Extract to read Start Marker

Sexually Transmitted Diseases (STDS)

  • Diseases or infections which are transmitted through sexual intercourse are collectively called sexually transmitted diseases (STD) . Also called venereal diseases (VD) or reproductive tract infections (RTI) . Gonorrhoea, syphilis, genital herpes, chlamydiasis, genital warts, trichomoniasis, hepatitis-B, HIV leading to AIDS are some of the common STDs. Among these, HIV infection is most dangerous.
  • Human Immunodeficiency Virus (HIV) causes an infection that damages the immune system. The immune system is the part of the body that fights infection and disease. If untreated, HIV infection will lead to a serious disease called Acquired Immunodeficiency Syndrome (AIDS) .

HIV can only be spread through specific activities:

  • Having vaginal sex with someone who has HIV.
  • Receiving blood transfusions, blood products, or organ/tissue transplants that are contaminated with HIV.
  • Getting stuck with an HIV-contaminated needle.

Extract to read End Marker
Records shown Start Marker

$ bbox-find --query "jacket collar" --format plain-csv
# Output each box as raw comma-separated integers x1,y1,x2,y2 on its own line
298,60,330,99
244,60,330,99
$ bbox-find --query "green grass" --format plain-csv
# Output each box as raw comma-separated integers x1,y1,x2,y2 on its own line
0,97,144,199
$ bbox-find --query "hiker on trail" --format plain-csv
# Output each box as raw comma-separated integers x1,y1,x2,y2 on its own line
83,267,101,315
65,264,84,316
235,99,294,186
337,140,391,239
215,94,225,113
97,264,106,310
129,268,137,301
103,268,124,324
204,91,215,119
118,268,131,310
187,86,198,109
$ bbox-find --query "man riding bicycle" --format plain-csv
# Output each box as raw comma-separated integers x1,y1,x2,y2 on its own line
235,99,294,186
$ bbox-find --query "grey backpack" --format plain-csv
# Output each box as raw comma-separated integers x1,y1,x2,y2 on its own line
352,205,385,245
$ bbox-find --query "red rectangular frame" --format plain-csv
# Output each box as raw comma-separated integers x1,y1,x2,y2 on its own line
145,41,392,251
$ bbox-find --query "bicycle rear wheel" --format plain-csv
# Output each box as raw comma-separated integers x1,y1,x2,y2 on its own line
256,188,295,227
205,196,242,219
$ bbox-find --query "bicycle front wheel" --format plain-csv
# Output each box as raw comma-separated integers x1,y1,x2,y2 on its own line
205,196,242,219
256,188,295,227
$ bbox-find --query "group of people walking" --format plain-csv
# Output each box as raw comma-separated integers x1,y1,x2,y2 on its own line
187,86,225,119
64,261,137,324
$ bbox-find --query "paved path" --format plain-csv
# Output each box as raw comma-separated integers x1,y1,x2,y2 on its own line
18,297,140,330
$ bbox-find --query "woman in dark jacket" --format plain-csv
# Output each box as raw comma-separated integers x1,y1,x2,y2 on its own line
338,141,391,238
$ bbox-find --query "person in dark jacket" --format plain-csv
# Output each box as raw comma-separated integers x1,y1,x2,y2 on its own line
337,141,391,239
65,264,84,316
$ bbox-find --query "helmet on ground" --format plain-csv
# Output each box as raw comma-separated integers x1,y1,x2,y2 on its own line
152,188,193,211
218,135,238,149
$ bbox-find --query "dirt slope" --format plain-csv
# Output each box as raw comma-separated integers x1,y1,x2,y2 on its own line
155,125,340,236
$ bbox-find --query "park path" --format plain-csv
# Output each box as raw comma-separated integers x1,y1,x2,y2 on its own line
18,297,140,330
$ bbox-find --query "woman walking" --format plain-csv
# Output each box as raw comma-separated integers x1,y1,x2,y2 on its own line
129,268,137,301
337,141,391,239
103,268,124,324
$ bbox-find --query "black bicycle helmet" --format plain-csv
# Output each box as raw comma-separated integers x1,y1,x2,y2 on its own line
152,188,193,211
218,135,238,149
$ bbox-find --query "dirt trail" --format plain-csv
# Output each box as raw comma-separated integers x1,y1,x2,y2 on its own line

Records shown End Marker

# [Study questions]
(a) In the text on sexually transmitted diseases, copy the passage from "Sexually Transmitted Diseases (STDS)" to "Syndrome (AIDS) ." word for word.
(b) According to the text on sexually transmitted diseases, what serious disease does untreated HIV infection lead to?

# [Solutions to each task]
(a)
Sexually Transmitted Diseases (STDS)

  • Diseases or infections which are transmitted through sexual intercourse are collectively called sexually transmitted diseases (STD) . Also called venereal diseases (VD) or reproductive tract infections (RTI) . Gonorrhoea, syphilis, genital herpes, chlamydiasis, genital warts, trichomoniasis, hepatitis-B, HIV leading to AIDS are some of the common STDs. Among these, HIV infection is most dangerous.
  • Human Immunodeficiency Virus (HIV) causes an infection that damages the immune system. The immune system is the part of the body that fights infection and disease. If untreated, HIV infection will lead to a serious disease called Acquired Immunodeficiency Syndrome (AIDS) .

(b) Acquired Immunodeficiency Syndrome (AIDS).